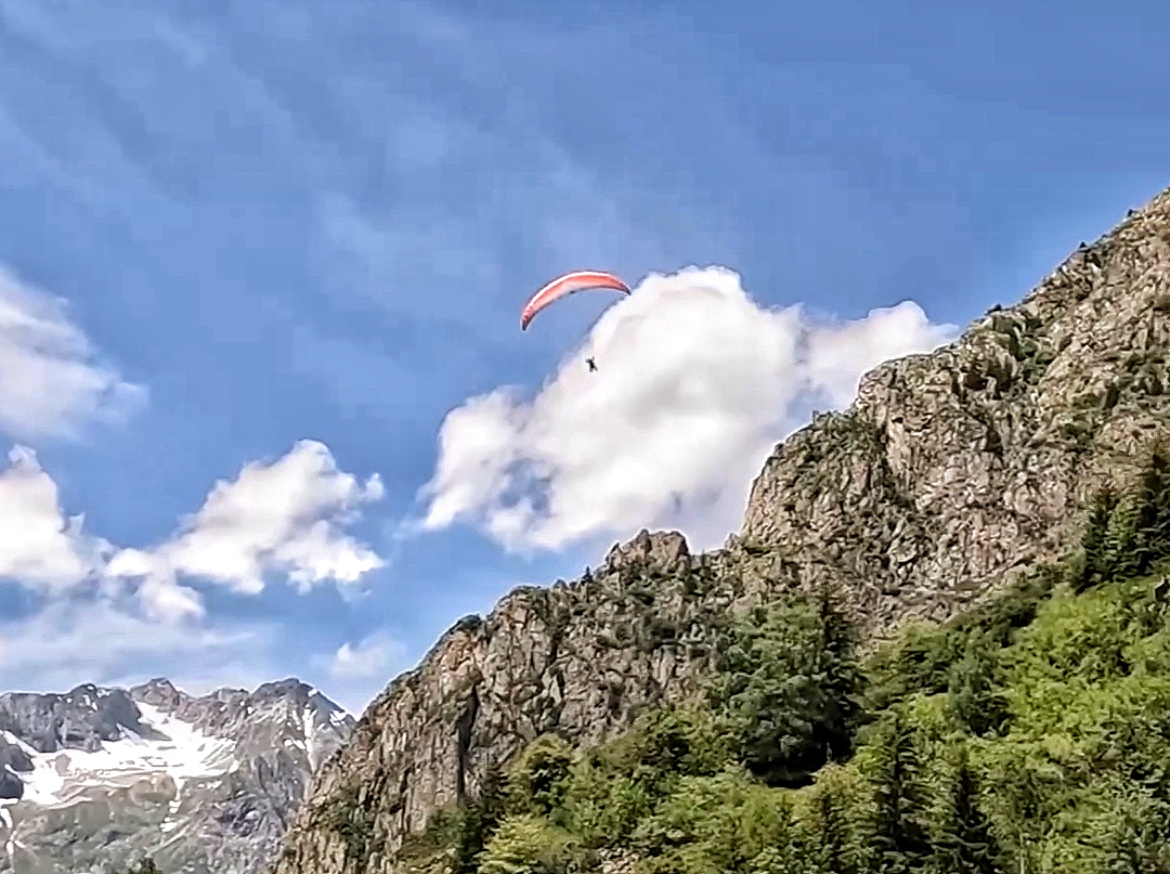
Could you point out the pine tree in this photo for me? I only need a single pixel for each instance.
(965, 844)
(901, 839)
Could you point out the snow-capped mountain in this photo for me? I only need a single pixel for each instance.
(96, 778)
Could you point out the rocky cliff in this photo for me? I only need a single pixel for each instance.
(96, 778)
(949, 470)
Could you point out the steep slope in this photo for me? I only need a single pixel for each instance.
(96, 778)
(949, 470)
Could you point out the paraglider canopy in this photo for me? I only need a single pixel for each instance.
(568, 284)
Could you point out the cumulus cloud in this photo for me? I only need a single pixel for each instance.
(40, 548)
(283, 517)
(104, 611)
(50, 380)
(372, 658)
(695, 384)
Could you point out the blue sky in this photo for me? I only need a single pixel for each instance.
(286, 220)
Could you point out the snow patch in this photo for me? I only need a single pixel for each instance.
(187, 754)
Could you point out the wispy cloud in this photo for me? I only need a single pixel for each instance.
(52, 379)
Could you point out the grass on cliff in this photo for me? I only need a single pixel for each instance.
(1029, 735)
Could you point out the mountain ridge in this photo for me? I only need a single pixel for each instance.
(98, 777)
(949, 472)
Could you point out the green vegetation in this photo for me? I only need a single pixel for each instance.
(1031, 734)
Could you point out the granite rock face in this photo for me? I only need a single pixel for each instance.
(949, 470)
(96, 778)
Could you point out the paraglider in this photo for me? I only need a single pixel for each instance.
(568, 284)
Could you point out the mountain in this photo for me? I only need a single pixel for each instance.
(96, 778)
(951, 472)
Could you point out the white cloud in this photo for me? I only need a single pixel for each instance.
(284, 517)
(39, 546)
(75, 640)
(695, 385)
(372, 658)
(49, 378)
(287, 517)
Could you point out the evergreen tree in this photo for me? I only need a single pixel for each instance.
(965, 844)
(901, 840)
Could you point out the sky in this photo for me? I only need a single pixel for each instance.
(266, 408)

* * *

— Your instructions —
The records above need to be copied exactly, with the pictures left out.

— Reply —
Could you point out the pine tree in this photo for me? I only need a single pixel for each instance.
(965, 844)
(901, 839)
Could you point out the snow-capped mountain in this photo for me? I only need a single pixel for each instance.
(96, 778)
Could you point out the rocky cliff in this photo for me? I only need a single pixel for each instance.
(96, 778)
(949, 470)
Could you point out the steep slope in this photo for me? I only need a single pixel for each instance.
(96, 778)
(949, 470)
Could you point out the paraglider canopy in this photo for me? I only need a single pixel for each instance.
(568, 284)
Could you point out the cumulus cloud in this photo for me? I only need a single pixel for each instance.
(40, 548)
(283, 517)
(104, 611)
(50, 380)
(372, 658)
(695, 384)
Could you point out the blue sky in this photo for me? I only need a single pixel for each instance.
(286, 220)
Could you point out the snow patch in this photo for me? I only need a single pixel for each instance.
(187, 754)
Could you point out the wispy cloud in this photo for me? I only need a single pixel for each instance.
(52, 379)
Could you point out the grass on cliff in this photo for me? I only need a single pixel for each instance.
(1029, 735)
Could you point out the mountain ridge in this photo for me? I only need a single pixel for each instance.
(98, 777)
(949, 472)
Could you point out the green vegetation in this photo for me? I only need a single pixel for each instance.
(1031, 734)
Could you point out the granite rock face in this photo for me? I only need a single pixel for each instance.
(949, 470)
(96, 778)
Could you point out the paraglider in this photo for me? I only need a single pixel for each instance.
(568, 284)
Could you point out the mountain in this photo for me? I only need a single pixel for each instance.
(96, 778)
(951, 472)
Could you point out the white cloud in this photo for me? I only need a single pixel for each instance.
(284, 517)
(39, 546)
(75, 640)
(695, 385)
(372, 658)
(49, 378)
(287, 517)
Could you point out the evergreen tree in this photo for me? I only need a single pixel for each instance.
(965, 844)
(901, 840)
Could you point out the sky in this photo for me? I only need a single pixel for each instance.
(266, 408)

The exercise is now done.